Available data start

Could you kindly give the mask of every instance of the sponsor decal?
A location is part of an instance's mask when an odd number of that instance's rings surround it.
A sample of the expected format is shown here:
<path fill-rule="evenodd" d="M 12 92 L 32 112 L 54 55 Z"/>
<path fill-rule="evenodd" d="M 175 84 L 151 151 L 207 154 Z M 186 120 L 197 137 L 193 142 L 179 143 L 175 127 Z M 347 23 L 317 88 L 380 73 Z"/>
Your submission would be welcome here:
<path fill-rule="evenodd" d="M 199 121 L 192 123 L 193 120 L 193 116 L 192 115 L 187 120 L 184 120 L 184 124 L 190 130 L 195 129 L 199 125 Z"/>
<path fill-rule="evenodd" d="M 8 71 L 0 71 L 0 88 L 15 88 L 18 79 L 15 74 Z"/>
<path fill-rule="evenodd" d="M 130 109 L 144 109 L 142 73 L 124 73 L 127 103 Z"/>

Available data end

### [Exercise brief]
Report every line in the rows above that contains the string "here", copying each such line in full.

### [Answer to the exercise]
A sample of the expected format is shown here:
Your submission would be welcome here:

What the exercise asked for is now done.